▶ [DOCUMENT SECTION]
»»

Start working on this, but hand in the complete work with the next assignment. You may hand in the work you have done to get back comments on your preliminary design and implementation.

Design the following methods for this simple version of your game:

  1. the method draw that will display the world state in the given Canvas.

    Include in the Examples class a visual test that shows the initial world and a world at some point during the game. The lab sample program DrawFace.java shows you how to make this happen.

  2. Add to your class the following method:

      // signal the end of the world and display the final message
      MyWorld endOfWorld(String message){
    	  return this;

    (do not change anything here, other than the name of your world class. Invoke it in the two methods you define below, when the conditions for the ending of the game are satisfied.

  3. the method onKeyEvent that consumes a String and produces a new instance of your world in response to the given key. The arrow keys are defined as "left", "right", "up", and "down", the space bar is defined as "space".

««

▶ [DIRECTIVE A] Show each line of the records that contains the string "sleeve".
The game assignment instructions and the records are unrelated material.

▶ [DATA ROWS]
»»

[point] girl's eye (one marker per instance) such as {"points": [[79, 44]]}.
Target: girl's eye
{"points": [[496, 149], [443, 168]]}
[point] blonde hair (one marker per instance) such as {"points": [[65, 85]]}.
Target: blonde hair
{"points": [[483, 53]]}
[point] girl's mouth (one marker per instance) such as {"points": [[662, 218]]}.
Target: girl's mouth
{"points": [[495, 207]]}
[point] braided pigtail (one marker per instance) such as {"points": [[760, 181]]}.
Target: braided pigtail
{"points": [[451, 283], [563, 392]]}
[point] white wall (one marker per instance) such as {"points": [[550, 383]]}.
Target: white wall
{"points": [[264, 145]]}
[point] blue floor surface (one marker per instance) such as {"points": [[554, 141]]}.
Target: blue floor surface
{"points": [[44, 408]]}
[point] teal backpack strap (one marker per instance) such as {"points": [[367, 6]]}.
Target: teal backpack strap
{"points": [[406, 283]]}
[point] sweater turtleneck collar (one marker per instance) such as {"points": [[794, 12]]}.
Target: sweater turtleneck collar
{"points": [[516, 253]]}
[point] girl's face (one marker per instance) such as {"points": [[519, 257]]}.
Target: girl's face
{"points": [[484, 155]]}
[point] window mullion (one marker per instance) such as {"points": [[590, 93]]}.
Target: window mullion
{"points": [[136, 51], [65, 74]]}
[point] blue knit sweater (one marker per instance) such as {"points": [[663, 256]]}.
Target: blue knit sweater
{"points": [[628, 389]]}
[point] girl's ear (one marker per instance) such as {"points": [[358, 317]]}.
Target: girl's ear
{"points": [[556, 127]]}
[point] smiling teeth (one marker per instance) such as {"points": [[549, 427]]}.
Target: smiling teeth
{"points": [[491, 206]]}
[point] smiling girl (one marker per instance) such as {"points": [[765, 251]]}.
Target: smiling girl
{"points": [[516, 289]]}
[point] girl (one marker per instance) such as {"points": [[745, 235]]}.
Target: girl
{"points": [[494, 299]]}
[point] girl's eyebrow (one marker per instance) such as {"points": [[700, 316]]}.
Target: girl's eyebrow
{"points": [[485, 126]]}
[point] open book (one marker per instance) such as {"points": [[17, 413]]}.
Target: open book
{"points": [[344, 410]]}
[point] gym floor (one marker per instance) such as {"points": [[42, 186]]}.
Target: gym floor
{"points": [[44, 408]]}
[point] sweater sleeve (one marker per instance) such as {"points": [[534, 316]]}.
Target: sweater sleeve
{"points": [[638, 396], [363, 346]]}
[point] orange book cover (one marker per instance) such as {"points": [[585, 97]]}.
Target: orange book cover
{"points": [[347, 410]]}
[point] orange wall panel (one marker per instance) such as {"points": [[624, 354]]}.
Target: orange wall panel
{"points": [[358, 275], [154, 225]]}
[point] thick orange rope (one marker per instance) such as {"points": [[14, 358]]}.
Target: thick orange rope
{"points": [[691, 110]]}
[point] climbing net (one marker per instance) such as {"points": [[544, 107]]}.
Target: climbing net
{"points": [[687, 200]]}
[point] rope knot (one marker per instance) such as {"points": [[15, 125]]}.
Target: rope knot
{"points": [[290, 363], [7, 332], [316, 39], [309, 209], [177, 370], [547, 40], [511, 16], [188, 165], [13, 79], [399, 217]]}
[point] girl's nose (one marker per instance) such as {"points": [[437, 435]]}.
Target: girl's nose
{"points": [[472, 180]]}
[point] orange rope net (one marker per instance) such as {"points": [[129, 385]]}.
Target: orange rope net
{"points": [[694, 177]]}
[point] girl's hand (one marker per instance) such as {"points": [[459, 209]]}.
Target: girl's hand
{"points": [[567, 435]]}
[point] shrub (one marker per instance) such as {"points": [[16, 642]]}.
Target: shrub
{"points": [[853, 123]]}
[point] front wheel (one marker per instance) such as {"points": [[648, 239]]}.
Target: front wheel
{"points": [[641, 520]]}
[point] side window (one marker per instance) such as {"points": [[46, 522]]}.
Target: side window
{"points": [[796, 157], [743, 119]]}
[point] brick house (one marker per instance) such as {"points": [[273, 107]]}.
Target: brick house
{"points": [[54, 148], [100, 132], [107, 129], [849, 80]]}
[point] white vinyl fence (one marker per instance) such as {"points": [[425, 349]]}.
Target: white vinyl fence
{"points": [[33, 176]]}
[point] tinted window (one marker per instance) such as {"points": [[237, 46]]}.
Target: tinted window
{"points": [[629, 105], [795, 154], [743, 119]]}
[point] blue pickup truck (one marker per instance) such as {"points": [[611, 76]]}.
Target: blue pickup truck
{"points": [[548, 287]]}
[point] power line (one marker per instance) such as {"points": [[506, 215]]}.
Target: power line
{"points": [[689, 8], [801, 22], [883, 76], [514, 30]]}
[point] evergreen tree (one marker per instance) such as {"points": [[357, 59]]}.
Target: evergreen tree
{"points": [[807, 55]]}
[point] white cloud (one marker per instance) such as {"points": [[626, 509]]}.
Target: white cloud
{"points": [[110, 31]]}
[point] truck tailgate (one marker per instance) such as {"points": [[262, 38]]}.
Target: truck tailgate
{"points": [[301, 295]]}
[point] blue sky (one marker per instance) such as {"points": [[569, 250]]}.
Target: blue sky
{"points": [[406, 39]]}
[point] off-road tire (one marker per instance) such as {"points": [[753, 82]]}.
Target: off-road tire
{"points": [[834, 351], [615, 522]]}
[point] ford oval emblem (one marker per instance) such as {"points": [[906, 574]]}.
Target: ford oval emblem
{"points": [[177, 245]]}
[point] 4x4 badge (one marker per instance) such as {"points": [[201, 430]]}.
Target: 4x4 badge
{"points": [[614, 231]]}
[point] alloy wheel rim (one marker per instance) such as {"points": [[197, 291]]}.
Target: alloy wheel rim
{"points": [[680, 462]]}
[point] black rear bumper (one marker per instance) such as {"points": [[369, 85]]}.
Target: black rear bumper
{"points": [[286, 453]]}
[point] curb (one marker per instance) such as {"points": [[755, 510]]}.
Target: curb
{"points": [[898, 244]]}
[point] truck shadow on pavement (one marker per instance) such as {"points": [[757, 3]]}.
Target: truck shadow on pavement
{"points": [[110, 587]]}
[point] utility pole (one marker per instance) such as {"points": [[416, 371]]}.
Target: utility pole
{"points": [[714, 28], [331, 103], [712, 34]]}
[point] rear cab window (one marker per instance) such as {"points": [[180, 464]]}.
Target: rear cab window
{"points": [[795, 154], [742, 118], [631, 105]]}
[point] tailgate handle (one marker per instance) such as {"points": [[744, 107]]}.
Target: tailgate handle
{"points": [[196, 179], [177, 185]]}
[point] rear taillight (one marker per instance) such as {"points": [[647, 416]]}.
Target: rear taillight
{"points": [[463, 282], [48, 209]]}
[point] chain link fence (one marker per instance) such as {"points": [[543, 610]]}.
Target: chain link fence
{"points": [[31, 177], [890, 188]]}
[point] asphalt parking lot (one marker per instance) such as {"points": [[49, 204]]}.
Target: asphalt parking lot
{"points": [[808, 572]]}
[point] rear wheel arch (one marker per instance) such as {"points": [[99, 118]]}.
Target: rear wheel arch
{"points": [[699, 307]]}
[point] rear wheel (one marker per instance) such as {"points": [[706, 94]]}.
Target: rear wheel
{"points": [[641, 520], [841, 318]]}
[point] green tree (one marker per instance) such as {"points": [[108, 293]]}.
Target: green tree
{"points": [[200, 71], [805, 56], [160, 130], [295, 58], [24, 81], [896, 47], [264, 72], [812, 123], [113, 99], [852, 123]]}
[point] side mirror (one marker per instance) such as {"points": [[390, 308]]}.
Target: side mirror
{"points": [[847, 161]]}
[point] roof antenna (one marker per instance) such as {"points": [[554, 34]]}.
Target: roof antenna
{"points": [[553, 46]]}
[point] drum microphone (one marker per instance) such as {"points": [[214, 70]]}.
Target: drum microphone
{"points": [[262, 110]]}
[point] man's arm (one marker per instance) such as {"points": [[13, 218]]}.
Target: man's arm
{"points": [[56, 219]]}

««

▶ [DIRECTIVE B] Extend the game assignment instructions, picking up after their last sentence.

▶ [RESPONSE A]
[point] sweater sleeve (one marker per instance) such as {"points": [[534, 316]]}.
Target: sweater sleeve

▶ [RESPONSE B]
    Note: If some key event leads to the end of the game, that case should return this.endOfWorld("end of world message").

  4. the method onTick that produces a new instance of your world after one clock tick elapsed.

    Note: If on tick we determine that the game ends, that case should return this.endOfWorld("end of world message)".

Design one method at a time, make sure you follow the Design Recipe, and once all the parts are there, you are almost ready to run the game.

Note: I will be more impressed with a well designed simple game than with a game that has all kinds of fancy options, but the code is not readable, methods are jumbled together, there are no tests, and there are no purpose statements.